_Passage for review_:

Content starts

Body weight and survival
Mean body weights of low- and high-dose female and low-dose male rats receiving monochloroacetic acid were within 10% of those of controls throughout the studies; however, after week 30, the mean body weights of high-dose male rats were 4% to 8% less than those of controls. In mice, the mean body weights of dosed males were similar to controls, but those of low- and high-dose females were 6% to 10% less than control values after week 52. Survival of high-dose male and dosed female rats and high-dose male mice was significantly lower than that of controls (male rats: control, 27/53; low-dose, 21/53; high-dose, 16/53; female rats: 37/53; 19/53; 26/53; male mice: 46/60; 39/60; 21/60; female mice: 42/60; 40/60; 44/60).
Neoplasms and nonneoplastic lesions
There was no compound-related increase in the incidence of neoplasms or nonneoplastic lesions in rats given monochloroacetic acid for 2 years. The incidence of uterine stromal polyps in low- and high-dose female rats was slightly higher than that in controls (2/60; 7/57; 10/60). However, the incidence in the controls was unusually low, and those in the dosed groups were well within the range for NTP historical controls (mean: 21%, range: 10%-38%). Further, because the only malignant stromal neoplasm occurred in a control animal, the polyps were not considered to be related to the administration of monochloroacetic acid. Similarly, there was no monochloroacetic acid-related increase in the incidence of neoplasms in male or female mice, and malignant lymphoma occurred with a significant negative trend in dosed female mice. Increases in the incidence of inflammation of the mucosa of the nasal passages, respiratory epithelial metaplasia of the olfactory epithelium of the nose, and focal squamous cell hyperplasia of the forestomach occurred in dosed male and female mice.

Content ends

_Data listing_:
Content starts

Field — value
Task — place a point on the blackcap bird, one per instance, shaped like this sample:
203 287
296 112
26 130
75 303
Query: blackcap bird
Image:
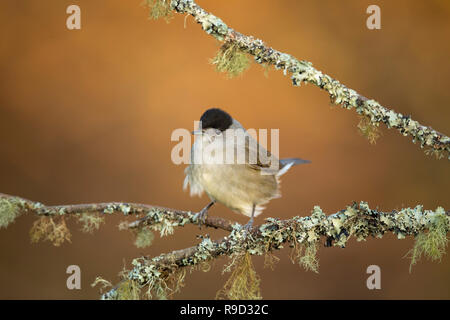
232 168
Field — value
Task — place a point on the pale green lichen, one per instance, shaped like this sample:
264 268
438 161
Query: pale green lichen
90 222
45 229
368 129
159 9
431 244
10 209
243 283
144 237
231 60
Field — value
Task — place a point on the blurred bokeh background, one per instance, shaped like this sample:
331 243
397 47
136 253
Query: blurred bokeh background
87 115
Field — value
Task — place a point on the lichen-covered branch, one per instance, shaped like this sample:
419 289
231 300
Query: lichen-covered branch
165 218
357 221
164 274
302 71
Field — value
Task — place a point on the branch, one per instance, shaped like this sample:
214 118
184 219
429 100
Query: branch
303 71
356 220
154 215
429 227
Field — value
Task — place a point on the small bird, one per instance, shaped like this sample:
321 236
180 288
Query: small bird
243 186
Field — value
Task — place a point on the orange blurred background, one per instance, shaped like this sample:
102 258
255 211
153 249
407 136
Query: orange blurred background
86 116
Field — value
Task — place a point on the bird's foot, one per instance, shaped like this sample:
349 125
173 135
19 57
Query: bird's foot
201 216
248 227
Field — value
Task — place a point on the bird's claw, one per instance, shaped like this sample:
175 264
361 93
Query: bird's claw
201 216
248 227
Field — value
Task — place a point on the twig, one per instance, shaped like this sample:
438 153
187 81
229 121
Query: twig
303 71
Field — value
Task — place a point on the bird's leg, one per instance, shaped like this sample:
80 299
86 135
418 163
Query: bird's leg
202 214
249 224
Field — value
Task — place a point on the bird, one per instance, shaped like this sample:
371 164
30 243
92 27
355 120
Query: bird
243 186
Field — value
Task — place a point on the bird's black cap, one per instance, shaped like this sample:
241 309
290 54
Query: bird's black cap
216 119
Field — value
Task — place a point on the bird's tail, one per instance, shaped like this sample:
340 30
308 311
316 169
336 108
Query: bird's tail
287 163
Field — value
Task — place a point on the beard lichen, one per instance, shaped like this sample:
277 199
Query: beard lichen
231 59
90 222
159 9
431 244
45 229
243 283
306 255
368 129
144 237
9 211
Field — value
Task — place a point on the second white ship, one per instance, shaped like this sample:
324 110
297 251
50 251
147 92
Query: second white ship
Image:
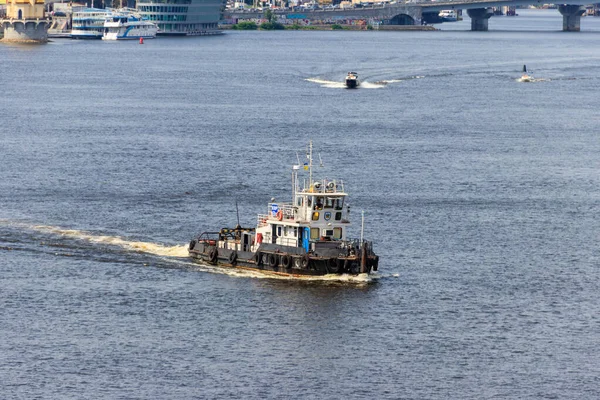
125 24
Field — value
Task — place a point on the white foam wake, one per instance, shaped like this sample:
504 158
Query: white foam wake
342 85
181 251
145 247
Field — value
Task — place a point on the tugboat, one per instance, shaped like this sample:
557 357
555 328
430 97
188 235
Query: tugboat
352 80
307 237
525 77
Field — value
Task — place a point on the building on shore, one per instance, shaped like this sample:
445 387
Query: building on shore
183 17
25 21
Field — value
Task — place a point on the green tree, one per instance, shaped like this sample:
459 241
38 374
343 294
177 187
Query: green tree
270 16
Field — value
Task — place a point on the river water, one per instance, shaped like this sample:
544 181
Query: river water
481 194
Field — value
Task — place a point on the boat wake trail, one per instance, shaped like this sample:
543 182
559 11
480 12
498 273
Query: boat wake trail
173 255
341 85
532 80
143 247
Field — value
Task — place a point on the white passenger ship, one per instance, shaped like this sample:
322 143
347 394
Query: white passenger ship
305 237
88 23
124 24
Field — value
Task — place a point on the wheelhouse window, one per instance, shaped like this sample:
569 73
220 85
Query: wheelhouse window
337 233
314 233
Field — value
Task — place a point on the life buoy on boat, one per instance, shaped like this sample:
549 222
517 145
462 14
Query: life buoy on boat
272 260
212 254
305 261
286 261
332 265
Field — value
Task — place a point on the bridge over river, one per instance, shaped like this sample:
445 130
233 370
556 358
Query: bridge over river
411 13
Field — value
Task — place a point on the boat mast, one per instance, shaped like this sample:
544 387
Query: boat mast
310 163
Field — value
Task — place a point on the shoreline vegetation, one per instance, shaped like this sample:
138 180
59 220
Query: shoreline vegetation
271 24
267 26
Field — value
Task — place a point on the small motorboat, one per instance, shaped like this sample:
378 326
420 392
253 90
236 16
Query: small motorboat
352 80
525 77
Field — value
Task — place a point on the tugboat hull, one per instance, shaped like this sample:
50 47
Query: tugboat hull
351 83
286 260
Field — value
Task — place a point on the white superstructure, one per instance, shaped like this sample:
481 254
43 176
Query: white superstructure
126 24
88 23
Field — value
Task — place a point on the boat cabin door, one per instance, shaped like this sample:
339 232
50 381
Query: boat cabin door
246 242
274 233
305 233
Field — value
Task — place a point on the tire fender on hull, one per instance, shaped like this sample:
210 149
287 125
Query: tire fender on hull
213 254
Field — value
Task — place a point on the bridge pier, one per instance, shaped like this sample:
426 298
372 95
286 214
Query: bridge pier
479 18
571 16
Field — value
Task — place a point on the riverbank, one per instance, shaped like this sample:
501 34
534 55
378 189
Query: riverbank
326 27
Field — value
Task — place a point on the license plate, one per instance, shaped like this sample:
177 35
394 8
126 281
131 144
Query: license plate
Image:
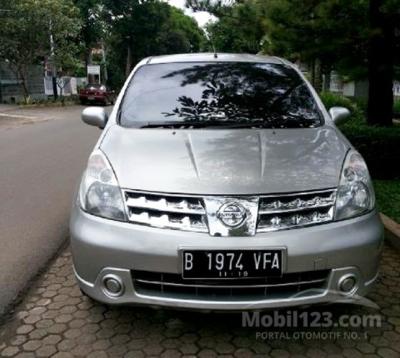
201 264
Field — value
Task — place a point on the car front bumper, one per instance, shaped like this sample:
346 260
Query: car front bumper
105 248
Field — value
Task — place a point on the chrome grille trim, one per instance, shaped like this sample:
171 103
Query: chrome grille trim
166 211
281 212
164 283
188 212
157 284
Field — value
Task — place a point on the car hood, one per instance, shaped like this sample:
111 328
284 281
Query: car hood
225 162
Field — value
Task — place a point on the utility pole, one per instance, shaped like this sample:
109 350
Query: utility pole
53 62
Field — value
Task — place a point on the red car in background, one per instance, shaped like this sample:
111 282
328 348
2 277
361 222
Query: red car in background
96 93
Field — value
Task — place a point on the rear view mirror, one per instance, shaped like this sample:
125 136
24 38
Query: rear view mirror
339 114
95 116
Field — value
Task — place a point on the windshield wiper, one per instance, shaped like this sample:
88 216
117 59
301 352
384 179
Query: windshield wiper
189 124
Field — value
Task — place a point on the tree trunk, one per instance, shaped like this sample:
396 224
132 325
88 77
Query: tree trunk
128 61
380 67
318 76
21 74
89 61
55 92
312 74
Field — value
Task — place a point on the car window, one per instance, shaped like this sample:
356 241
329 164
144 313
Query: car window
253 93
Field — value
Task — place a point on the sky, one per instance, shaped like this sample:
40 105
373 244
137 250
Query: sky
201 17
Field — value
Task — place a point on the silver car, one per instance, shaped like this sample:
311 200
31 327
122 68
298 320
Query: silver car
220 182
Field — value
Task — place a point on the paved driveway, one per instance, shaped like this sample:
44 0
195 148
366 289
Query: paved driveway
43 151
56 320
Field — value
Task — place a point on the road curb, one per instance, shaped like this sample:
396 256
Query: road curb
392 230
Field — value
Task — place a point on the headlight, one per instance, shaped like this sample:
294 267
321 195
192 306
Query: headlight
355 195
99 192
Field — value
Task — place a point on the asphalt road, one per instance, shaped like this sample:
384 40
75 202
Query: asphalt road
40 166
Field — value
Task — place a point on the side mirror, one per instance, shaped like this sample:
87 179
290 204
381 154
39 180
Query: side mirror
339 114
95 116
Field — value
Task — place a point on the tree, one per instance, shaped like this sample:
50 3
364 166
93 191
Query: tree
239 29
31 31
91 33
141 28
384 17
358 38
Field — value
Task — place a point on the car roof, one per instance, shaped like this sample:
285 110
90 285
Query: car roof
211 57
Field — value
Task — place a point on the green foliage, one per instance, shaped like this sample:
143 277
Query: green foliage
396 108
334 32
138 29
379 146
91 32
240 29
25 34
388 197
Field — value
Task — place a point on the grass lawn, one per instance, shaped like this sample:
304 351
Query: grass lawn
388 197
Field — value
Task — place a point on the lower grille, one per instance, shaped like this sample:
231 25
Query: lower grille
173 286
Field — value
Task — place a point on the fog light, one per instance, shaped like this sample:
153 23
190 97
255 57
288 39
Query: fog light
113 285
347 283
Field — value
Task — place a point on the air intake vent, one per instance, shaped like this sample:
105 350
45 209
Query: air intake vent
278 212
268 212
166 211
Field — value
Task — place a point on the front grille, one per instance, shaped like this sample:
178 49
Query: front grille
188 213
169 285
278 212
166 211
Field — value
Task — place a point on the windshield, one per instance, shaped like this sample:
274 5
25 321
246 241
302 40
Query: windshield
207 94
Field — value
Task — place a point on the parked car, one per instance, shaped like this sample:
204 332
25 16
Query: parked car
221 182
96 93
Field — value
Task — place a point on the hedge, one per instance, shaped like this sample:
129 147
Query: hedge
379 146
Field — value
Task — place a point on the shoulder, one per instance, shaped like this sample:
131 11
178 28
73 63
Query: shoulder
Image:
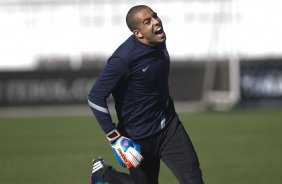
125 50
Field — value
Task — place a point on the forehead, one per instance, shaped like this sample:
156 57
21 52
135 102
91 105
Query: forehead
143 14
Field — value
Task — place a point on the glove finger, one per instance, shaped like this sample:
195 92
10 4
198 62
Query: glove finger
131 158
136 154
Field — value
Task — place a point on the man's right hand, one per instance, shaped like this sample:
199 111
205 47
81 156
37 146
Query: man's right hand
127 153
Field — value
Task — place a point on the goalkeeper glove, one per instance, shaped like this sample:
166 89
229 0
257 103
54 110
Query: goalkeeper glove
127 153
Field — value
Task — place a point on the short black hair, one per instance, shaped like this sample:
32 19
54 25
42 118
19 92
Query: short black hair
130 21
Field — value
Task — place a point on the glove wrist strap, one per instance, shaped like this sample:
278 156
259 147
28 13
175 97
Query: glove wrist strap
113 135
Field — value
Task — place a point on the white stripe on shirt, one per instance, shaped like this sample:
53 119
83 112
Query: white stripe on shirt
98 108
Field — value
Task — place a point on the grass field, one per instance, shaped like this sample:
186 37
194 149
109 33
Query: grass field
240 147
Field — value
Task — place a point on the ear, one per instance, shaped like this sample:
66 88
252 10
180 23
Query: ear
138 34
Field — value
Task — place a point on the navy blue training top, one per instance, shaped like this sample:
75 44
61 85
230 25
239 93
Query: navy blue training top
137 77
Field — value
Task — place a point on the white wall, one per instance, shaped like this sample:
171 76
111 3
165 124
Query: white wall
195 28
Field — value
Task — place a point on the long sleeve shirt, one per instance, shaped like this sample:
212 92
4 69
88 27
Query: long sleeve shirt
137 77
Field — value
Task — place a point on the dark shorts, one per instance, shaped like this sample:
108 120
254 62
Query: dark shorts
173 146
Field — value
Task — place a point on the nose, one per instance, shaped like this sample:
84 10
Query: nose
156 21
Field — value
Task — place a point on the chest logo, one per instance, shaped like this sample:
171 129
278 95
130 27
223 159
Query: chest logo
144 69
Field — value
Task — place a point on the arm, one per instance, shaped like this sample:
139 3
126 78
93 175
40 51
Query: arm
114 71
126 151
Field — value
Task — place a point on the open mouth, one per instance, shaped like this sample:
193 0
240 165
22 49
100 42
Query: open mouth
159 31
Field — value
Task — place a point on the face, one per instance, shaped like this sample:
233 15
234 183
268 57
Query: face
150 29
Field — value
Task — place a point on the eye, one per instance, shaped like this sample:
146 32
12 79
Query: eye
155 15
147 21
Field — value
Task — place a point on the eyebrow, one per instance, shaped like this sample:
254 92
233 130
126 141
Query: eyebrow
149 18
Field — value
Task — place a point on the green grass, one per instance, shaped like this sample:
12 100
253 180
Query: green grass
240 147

Content ends
Content starts

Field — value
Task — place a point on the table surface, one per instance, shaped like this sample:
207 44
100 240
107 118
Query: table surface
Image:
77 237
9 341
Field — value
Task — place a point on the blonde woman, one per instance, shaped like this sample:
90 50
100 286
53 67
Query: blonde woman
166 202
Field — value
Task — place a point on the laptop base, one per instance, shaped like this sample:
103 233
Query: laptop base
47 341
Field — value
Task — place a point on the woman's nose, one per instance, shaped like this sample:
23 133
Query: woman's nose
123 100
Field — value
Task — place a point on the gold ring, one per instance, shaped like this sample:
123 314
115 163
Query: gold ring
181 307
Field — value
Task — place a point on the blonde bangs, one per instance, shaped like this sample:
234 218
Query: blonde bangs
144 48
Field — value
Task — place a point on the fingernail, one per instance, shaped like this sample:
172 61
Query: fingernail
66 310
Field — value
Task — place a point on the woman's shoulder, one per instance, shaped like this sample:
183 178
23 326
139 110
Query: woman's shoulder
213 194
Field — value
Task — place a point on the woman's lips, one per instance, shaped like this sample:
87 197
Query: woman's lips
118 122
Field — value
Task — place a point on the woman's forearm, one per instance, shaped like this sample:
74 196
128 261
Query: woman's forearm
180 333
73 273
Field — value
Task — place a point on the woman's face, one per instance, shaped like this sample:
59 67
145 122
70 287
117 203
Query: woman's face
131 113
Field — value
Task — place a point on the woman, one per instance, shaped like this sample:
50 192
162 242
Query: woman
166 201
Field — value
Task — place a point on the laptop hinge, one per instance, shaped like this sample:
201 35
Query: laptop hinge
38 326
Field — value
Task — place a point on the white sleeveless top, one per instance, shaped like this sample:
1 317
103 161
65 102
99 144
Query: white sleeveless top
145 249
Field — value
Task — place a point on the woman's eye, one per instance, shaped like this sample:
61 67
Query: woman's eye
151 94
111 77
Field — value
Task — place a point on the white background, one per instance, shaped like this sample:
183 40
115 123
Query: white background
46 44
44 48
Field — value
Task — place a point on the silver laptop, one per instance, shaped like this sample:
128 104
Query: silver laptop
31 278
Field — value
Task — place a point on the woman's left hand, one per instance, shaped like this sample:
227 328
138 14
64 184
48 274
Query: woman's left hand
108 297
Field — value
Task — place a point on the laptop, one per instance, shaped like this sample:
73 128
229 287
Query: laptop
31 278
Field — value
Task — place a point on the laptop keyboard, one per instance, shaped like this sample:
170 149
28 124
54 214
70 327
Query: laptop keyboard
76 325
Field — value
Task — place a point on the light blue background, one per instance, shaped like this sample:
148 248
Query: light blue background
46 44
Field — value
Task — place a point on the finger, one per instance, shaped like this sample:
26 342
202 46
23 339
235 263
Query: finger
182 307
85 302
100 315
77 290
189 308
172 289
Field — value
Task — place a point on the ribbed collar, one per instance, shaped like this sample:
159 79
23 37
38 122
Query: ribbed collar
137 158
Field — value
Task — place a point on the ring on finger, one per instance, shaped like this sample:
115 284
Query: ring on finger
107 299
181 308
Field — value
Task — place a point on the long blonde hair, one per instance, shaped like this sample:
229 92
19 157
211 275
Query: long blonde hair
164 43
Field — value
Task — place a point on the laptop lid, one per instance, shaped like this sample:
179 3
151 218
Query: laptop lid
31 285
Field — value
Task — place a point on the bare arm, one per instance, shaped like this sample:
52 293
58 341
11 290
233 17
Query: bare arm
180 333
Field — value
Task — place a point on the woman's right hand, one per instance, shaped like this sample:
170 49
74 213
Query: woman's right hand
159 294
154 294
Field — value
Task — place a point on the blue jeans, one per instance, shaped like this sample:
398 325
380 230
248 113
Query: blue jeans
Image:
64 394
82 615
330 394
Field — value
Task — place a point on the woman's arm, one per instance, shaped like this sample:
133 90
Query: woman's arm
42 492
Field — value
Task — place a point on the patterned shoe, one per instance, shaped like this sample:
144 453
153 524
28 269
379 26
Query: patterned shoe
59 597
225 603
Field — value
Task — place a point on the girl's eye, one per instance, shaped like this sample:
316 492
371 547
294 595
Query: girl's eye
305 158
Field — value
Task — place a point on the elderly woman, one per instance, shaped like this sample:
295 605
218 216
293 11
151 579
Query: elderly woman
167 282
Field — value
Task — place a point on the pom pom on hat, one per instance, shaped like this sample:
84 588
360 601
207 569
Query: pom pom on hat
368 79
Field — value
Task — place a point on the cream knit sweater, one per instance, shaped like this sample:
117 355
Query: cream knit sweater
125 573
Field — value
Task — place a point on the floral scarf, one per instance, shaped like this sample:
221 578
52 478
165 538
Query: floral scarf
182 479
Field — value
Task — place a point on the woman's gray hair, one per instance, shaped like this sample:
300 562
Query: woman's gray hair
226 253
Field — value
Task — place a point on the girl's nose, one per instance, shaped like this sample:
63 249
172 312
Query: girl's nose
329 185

Content ends
Content starts

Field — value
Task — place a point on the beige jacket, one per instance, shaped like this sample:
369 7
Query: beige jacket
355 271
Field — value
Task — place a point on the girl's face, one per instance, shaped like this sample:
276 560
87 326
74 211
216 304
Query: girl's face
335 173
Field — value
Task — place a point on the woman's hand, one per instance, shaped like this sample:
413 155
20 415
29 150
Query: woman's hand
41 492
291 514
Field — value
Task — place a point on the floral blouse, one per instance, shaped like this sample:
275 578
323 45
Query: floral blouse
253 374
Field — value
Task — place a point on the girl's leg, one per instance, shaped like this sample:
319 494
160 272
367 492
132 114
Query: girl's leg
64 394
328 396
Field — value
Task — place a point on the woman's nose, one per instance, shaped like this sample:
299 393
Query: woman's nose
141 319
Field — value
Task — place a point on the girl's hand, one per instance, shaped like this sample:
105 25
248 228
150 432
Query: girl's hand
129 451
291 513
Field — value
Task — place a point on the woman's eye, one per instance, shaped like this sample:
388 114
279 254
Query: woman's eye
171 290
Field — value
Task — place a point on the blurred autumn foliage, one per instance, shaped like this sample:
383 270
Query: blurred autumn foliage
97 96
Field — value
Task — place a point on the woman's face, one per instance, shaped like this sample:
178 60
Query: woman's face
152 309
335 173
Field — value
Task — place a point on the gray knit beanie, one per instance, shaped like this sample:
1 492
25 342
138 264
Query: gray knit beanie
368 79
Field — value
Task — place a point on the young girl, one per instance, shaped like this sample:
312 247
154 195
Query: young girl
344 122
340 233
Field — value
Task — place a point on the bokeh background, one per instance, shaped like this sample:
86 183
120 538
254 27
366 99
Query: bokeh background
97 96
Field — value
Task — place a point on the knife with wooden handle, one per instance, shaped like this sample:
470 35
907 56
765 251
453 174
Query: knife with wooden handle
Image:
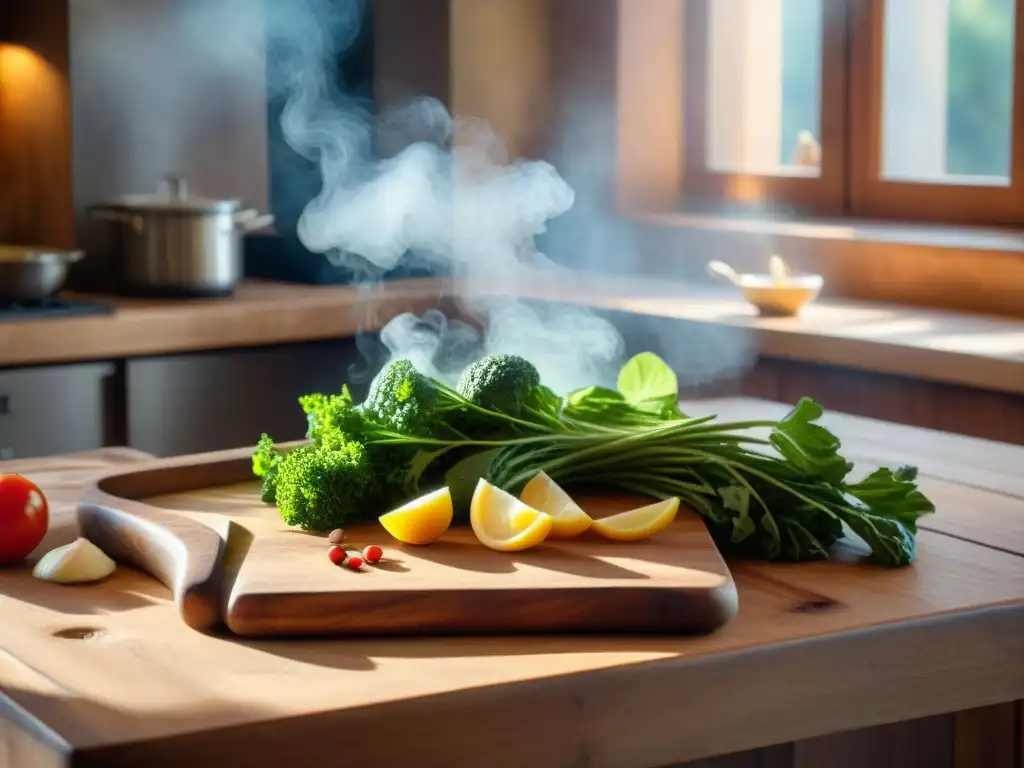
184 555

Content ends

_Work order_: Reproduce the monochloroacetic acid study passage from the top of the page in full, word for word.

_Response area_:
Body weight and survival
Mean body weights of low- and high-dose female and low-dose male rats receiving monochloroacetic acid were within 10% of those of controls throughout the studies; however, after week 30, the mean body weights of high-dose male rats were 4% to 8% less than those of controls. In mice, the mean body weights of dosed males were similar to controls, but those of low- and high-dose females were 6% to 10% less than control values after week 52. Survival of high-dose male and dosed female rats and high-dose male mice was significantly lower than that of controls (male rats: control, 27/53; low-dose, 21/53; high-dose, 16/53; female rats: 37/53; 19/53; 26/53; male mice: 46/60; 39/60; 21/60; female mice: 42/60; 40/60; 44/60).
Neoplasms and nonneoplastic lesions
There was no compound-related increase in the incidence of neoplasms or nonneoplastic lesions in rats given monochloroacetic acid for 2 years. The incidence of uterine stromal polyps in low- and high-dose female rats was slightly higher than that in controls (2/60; 7/57; 10/60). However, the incidence in the controls was unusually low, and those in the dosed groups were well within the range for NTP historical controls (mean: 21%, range: 10%-38%). Further, because the only malignant stromal neoplasm occurred in a control animal, the polyps were not considered to be related to the administration of monochloroacetic acid. Similarly, there was no monochloroacetic acid-related increase in the incidence of neoplasms in male or female mice, and malignant lymphoma occurred with a significant negative trend in dosed female mice. Increases in the incidence of inflammation of the mucosa of the nasal passages, respiratory epithelial metaplasia of the olfactory epithelium of the nose, and focal squamous cell hyperplasia of the forestomach occurred in dosed male and female mice.